■ **Fragmento proporcionado**:
════
El estallido del Sistema Monetario Europeo puso punto final a la política económica de altos tipos de interés y a la sobrevaloración del tipo de cambio que intentaron en España Solchaga y Rojo para educar y castigar a los sindicatos. Todos pagamos ese absurdo intento. Después de cuatro devaluaciones y un paro que alcanzó el 24,5%, los gobiernos españoles, primero los del PSOE y después los del PP de Aznar, hicieron algunas reformas. Los del PSOE, para poner límites y poder pagar al generoso sistema de protección del desempleo y de pensiones de los jubilados. Los del PP ?que se encontraron con una economía muy competitiva tras cuatro devaluaciones, la última en 1995? hicieron hincapié en el control del gasto público y de la inflación y en privatizar la mayoría de las grandes empresas públicas, tanto para reducir la deuda pública como para privar de apoyo a los sindicatos mayoritarios, la UGT y CCOO.
Desde 1994 a 1998, dos años de gobierno del PSOE y dos del PP, los partidos políticos españoles parecían haberse dado cuenta de que la única manera de crecer y de evitar el desempleo eran políticas económicas que garantizaran la estabilidad presupuestaria, el control de la inflación y que impidieran la excesiva influencia sindical en la política nacional. Una economía totalmente abierta al exterior, con escasa productividad y un elevadísimo desempleo sólo podía crecer con precios y salarios más bajos que los de nuestros competidores extranjeros, lo que requería políticas muy austeras en gasto público total y en políticas salariales: no ilimitadamente, sólo hasta que un sistema educativo mejor permitiera una formación media mucho más elevada y hasta que universidades, agencia de investigación, empresas y al apoyo de los presupuestos facilitaran la investigación y el desarrollo.
════
Ejemplos de etiquetado de puntos:
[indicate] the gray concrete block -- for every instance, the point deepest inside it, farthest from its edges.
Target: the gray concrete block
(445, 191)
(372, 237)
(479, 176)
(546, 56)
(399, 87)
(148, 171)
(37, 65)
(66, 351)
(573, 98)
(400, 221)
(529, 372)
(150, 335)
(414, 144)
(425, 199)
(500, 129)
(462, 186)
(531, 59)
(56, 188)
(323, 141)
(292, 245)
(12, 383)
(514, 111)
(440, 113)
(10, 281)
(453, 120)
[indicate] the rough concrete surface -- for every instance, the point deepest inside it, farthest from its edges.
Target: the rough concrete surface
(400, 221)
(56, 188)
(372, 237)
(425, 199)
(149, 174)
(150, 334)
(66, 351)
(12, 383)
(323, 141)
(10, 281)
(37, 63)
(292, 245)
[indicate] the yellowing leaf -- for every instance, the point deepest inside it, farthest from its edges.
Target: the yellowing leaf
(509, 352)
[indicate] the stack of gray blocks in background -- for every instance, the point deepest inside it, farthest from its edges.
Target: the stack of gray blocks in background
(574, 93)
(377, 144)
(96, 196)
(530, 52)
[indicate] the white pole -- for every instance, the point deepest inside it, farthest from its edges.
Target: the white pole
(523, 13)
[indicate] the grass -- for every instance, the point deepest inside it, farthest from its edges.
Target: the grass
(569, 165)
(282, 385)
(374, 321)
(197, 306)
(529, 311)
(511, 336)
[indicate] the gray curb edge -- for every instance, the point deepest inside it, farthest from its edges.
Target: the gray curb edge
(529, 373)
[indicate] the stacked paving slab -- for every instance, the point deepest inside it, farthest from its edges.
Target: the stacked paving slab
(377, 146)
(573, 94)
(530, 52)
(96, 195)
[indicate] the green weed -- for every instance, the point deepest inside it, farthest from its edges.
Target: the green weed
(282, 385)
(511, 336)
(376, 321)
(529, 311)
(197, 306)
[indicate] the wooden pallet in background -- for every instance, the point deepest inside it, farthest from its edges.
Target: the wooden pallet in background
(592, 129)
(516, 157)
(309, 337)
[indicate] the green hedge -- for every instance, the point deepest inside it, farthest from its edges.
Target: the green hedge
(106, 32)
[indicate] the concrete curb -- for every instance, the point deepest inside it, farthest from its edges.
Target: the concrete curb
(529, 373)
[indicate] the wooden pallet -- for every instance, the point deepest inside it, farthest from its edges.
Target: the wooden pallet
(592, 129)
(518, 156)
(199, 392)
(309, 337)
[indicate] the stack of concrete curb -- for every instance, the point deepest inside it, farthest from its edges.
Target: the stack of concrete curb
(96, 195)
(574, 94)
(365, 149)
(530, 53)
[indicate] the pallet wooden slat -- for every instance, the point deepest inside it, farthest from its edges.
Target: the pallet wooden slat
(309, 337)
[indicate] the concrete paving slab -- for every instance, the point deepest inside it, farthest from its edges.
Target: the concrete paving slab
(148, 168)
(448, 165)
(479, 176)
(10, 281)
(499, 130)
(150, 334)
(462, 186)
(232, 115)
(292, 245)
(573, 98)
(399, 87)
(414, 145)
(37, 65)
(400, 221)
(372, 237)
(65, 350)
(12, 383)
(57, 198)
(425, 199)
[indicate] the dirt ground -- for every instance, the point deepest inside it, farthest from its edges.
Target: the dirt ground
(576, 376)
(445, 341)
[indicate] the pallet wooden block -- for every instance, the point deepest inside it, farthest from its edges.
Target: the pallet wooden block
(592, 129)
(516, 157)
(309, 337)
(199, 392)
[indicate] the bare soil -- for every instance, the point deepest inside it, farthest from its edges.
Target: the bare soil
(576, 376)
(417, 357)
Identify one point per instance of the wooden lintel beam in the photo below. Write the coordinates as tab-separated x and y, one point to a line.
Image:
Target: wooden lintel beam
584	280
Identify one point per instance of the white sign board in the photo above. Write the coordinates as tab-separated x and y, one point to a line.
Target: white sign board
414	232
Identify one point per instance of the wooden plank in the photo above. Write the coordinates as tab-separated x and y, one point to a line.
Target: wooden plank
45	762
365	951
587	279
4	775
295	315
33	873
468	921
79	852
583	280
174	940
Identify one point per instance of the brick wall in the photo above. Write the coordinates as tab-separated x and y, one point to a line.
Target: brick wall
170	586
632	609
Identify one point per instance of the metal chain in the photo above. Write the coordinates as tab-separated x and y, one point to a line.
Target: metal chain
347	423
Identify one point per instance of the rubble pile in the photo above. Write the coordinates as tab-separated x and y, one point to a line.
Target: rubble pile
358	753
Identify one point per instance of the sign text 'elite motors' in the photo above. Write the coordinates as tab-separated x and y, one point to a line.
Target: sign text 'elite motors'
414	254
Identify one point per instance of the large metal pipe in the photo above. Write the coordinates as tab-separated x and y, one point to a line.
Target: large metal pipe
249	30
════
■ **Completa lo siguiente**:
1. Responde a estas preguntas con los datos del fragmento:
(a) ¿Qué porcentaje llegó a alcanzar el paro?
(b) ¿En qué año tuvo lugar la última de las cuatro devaluaciones?
(c) ¿Cuáles son los dos sindicatos mayoritarios que se nombran?
2. Según el fragmento, ¿por qué la economía española necesitaba políticas muy austeras en gasto público y en salarios?
3. Transcribe del fragmento todo el pasaje desde "Desde 1994 a" hasta "y el desarrollo.".

■ **Soluciones**:
1.
(a) El 24,5%.
(b) En 1995.
(c) La UGT y CCOO.

2. Estaba totalmente abierta al exterior, tenía escasa productividad y un desempleo elevadísimo. Por eso solo podía crecer con precios y salarios más bajos que los de sus competidores extranjeros.

3.
Desde 1994 a 1998, dos años de gobierno del PSOE y dos del PP, los partidos políticos españoles parecían haberse dado cuenta de que la única manera de crecer y de evitar el desempleo eran políticas económicas que garantizaran la estabilidad presupuestaria, el control de la inflación y que impidieran la excesiva influencia sindical en la política nacional. Una economía totalmente abierta al exterior, con escasa productividad y un elevadísimo desempleo sólo podía crecer con precios y salarios más bajos que los de nuestros competidores extranjeros, lo que requería políticas muy austeras en gasto público total y en políticas salariales: no ilimitadamente, sólo hasta que un sistema educativo mejor permitiera una formación media mucho más elevada y hasta que universidades, agencia de investigación, empresas y al apoyo de los presupuestos facilitaran la investigación y el desarrollo.